# SET TASK
What is needed is an exact repeat of the lines from the line containing "(5 points) Identify the red paddle" through the final line of the entries below, and nothing else.

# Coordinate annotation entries
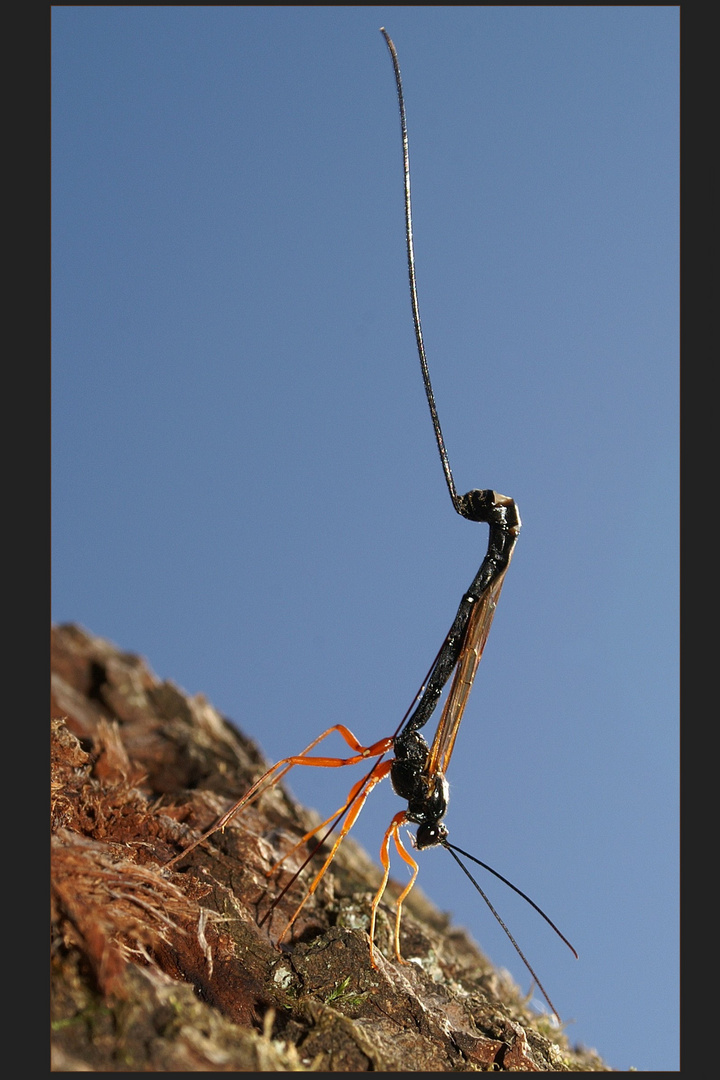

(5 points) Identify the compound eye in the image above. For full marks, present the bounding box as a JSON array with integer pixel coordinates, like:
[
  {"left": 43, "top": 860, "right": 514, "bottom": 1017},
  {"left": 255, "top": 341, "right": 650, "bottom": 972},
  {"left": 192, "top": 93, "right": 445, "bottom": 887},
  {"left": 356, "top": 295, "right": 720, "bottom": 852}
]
[{"left": 415, "top": 821, "right": 448, "bottom": 851}]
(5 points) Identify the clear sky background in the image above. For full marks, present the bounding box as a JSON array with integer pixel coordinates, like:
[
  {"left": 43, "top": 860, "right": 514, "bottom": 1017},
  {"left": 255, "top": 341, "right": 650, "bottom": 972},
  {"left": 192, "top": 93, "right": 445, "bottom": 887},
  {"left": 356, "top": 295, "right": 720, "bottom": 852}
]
[{"left": 53, "top": 6, "right": 679, "bottom": 1070}]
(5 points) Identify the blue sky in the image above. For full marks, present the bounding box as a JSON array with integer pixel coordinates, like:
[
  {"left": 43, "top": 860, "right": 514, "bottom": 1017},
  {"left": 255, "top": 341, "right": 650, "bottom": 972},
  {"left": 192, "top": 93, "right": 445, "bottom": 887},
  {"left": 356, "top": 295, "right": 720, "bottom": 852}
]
[{"left": 53, "top": 6, "right": 679, "bottom": 1070}]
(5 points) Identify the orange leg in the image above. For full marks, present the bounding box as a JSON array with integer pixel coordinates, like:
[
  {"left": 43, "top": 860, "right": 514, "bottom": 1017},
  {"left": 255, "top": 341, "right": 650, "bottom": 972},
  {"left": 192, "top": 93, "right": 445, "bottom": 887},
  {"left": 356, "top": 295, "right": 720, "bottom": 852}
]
[
  {"left": 165, "top": 724, "right": 393, "bottom": 868},
  {"left": 370, "top": 810, "right": 419, "bottom": 968},
  {"left": 276, "top": 760, "right": 393, "bottom": 956}
]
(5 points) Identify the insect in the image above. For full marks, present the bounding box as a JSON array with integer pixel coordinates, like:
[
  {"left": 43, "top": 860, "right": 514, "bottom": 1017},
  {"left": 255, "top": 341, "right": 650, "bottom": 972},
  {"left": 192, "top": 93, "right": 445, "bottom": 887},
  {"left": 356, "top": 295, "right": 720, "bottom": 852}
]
[{"left": 166, "top": 28, "right": 578, "bottom": 1015}]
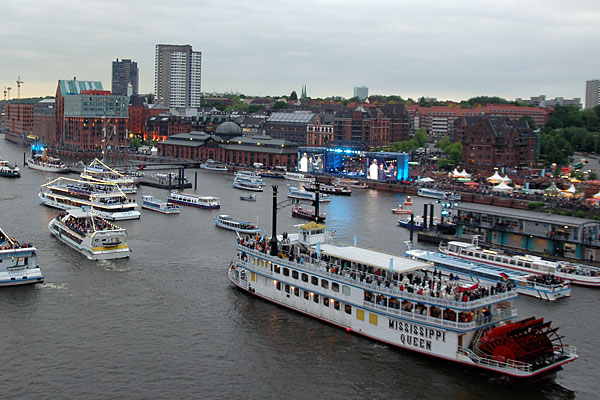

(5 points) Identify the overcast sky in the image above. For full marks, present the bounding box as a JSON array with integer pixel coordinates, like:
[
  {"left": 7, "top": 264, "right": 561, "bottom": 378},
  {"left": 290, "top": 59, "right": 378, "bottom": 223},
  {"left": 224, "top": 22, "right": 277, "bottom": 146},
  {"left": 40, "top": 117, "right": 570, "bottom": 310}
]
[{"left": 0, "top": 0, "right": 600, "bottom": 100}]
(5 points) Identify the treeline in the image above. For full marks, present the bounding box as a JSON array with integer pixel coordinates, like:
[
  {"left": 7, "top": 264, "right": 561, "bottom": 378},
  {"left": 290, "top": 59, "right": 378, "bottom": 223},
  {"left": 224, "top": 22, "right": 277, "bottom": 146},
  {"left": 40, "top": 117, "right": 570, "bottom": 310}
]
[{"left": 540, "top": 106, "right": 600, "bottom": 165}]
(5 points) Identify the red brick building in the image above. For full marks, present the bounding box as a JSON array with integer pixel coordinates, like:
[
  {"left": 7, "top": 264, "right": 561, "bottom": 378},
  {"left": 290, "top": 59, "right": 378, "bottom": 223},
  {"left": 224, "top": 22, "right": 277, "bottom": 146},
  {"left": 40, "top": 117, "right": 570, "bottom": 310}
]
[{"left": 457, "top": 117, "right": 539, "bottom": 169}]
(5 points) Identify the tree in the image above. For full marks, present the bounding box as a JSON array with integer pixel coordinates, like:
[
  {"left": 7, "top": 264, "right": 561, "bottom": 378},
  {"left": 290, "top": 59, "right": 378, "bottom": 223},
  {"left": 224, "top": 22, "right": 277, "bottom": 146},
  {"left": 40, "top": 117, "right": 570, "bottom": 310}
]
[
  {"left": 519, "top": 115, "right": 535, "bottom": 129},
  {"left": 271, "top": 100, "right": 290, "bottom": 110}
]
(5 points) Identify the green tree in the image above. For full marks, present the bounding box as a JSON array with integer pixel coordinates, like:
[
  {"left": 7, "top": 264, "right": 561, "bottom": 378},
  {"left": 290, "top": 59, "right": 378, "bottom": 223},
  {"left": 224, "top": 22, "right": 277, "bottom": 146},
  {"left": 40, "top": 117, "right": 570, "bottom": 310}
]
[
  {"left": 271, "top": 100, "right": 290, "bottom": 110},
  {"left": 519, "top": 115, "right": 535, "bottom": 129}
]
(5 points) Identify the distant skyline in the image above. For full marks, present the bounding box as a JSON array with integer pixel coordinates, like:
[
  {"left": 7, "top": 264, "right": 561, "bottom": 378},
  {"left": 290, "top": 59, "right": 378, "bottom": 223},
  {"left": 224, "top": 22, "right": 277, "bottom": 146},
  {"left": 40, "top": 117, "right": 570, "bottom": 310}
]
[{"left": 0, "top": 0, "right": 600, "bottom": 100}]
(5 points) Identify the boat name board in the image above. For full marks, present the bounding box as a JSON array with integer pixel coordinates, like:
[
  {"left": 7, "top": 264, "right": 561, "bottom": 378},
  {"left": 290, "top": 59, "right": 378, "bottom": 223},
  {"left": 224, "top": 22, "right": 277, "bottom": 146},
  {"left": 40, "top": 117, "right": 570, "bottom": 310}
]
[{"left": 388, "top": 319, "right": 446, "bottom": 351}]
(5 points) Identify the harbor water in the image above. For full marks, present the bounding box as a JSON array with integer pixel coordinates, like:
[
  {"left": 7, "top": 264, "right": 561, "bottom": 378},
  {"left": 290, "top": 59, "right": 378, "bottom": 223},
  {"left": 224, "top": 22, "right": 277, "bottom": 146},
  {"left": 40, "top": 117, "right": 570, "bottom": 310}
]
[{"left": 0, "top": 135, "right": 600, "bottom": 399}]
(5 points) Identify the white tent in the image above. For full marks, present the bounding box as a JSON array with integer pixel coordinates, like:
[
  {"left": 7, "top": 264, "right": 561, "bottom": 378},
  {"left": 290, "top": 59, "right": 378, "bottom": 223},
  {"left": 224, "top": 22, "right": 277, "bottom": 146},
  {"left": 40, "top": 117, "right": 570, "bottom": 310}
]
[
  {"left": 488, "top": 171, "right": 503, "bottom": 183},
  {"left": 492, "top": 182, "right": 513, "bottom": 193}
]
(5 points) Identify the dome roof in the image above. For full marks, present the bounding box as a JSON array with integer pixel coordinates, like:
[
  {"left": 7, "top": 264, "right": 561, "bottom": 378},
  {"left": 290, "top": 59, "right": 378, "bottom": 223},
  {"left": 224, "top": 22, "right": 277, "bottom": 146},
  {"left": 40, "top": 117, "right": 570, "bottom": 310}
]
[{"left": 215, "top": 121, "right": 242, "bottom": 136}]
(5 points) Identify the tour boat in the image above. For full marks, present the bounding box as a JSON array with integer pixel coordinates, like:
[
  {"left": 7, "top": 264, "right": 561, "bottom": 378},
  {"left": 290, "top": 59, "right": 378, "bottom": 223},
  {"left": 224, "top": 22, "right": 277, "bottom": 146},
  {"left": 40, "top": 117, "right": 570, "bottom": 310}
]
[
  {"left": 227, "top": 222, "right": 578, "bottom": 380},
  {"left": 200, "top": 159, "right": 227, "bottom": 171},
  {"left": 406, "top": 249, "right": 571, "bottom": 301},
  {"left": 287, "top": 186, "right": 331, "bottom": 203},
  {"left": 391, "top": 204, "right": 412, "bottom": 214},
  {"left": 333, "top": 178, "right": 369, "bottom": 189},
  {"left": 0, "top": 228, "right": 44, "bottom": 286},
  {"left": 233, "top": 176, "right": 265, "bottom": 192},
  {"left": 284, "top": 172, "right": 315, "bottom": 182},
  {"left": 48, "top": 208, "right": 131, "bottom": 260},
  {"left": 302, "top": 183, "right": 352, "bottom": 196},
  {"left": 80, "top": 158, "right": 137, "bottom": 193},
  {"left": 27, "top": 148, "right": 70, "bottom": 174},
  {"left": 142, "top": 194, "right": 181, "bottom": 214},
  {"left": 167, "top": 192, "right": 221, "bottom": 208},
  {"left": 439, "top": 241, "right": 600, "bottom": 287},
  {"left": 39, "top": 177, "right": 140, "bottom": 221},
  {"left": 0, "top": 160, "right": 21, "bottom": 178},
  {"left": 292, "top": 205, "right": 327, "bottom": 222},
  {"left": 214, "top": 215, "right": 260, "bottom": 234},
  {"left": 417, "top": 188, "right": 460, "bottom": 201}
]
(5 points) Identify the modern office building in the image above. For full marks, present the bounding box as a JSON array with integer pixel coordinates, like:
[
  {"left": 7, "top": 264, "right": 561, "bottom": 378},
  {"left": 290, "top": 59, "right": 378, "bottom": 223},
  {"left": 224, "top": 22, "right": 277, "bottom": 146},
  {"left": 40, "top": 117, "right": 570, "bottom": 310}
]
[
  {"left": 354, "top": 86, "right": 369, "bottom": 100},
  {"left": 585, "top": 79, "right": 600, "bottom": 110},
  {"left": 154, "top": 44, "right": 202, "bottom": 108},
  {"left": 112, "top": 58, "right": 139, "bottom": 96}
]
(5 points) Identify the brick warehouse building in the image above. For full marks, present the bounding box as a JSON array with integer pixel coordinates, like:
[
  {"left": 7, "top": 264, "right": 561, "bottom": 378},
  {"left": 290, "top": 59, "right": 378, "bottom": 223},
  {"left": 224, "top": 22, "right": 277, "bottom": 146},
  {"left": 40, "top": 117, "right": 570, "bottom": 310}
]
[
  {"left": 455, "top": 117, "right": 539, "bottom": 169},
  {"left": 157, "top": 122, "right": 298, "bottom": 170},
  {"left": 54, "top": 79, "right": 129, "bottom": 151}
]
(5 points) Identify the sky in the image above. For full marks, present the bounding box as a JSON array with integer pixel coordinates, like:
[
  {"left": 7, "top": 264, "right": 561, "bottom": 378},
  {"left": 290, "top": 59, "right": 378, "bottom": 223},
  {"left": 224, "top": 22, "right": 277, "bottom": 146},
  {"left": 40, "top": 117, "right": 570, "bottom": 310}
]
[{"left": 0, "top": 0, "right": 600, "bottom": 100}]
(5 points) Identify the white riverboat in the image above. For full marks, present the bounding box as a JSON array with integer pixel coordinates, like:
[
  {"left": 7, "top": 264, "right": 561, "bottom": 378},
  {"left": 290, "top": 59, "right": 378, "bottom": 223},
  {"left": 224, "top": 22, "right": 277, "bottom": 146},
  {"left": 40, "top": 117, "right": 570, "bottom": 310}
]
[
  {"left": 0, "top": 160, "right": 21, "bottom": 178},
  {"left": 227, "top": 222, "right": 578, "bottom": 380},
  {"left": 200, "top": 159, "right": 227, "bottom": 171},
  {"left": 214, "top": 215, "right": 260, "bottom": 234},
  {"left": 406, "top": 249, "right": 571, "bottom": 301},
  {"left": 27, "top": 148, "right": 70, "bottom": 174},
  {"left": 80, "top": 158, "right": 137, "bottom": 194},
  {"left": 48, "top": 209, "right": 131, "bottom": 260},
  {"left": 417, "top": 188, "right": 460, "bottom": 201},
  {"left": 439, "top": 241, "right": 600, "bottom": 287},
  {"left": 287, "top": 186, "right": 331, "bottom": 203},
  {"left": 0, "top": 228, "right": 44, "bottom": 286},
  {"left": 142, "top": 194, "right": 181, "bottom": 214},
  {"left": 284, "top": 172, "right": 315, "bottom": 182},
  {"left": 39, "top": 177, "right": 140, "bottom": 221},
  {"left": 167, "top": 192, "right": 221, "bottom": 208}
]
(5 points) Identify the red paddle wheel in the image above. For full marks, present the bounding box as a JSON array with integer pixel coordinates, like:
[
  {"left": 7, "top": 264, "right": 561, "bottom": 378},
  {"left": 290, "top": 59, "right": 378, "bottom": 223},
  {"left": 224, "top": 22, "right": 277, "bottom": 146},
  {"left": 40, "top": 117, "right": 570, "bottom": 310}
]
[{"left": 478, "top": 317, "right": 563, "bottom": 366}]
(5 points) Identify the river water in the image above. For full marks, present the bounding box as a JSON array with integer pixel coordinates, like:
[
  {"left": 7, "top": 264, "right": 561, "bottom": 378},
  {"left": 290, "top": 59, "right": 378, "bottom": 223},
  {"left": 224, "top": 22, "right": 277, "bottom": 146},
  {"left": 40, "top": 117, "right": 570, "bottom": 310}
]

# EXERCISE SOLUTION
(5 points) Identify the red paddle wheel in the image above. For full marks, present the bounding box as a JSON array with integer pixel coordinates, like:
[
  {"left": 7, "top": 264, "right": 561, "bottom": 378},
  {"left": 290, "top": 59, "right": 378, "bottom": 223},
  {"left": 224, "top": 22, "right": 277, "bottom": 146},
  {"left": 40, "top": 117, "right": 570, "bottom": 310}
]
[{"left": 478, "top": 317, "right": 563, "bottom": 366}]
(5 points) Identify the river water in the image above. For full marks, present the bounding box as a JSON array with integer pixel coordinates, like:
[
  {"left": 7, "top": 264, "right": 561, "bottom": 378},
  {"left": 290, "top": 59, "right": 378, "bottom": 223},
  {"left": 224, "top": 22, "right": 277, "bottom": 146},
  {"left": 40, "top": 117, "right": 570, "bottom": 310}
]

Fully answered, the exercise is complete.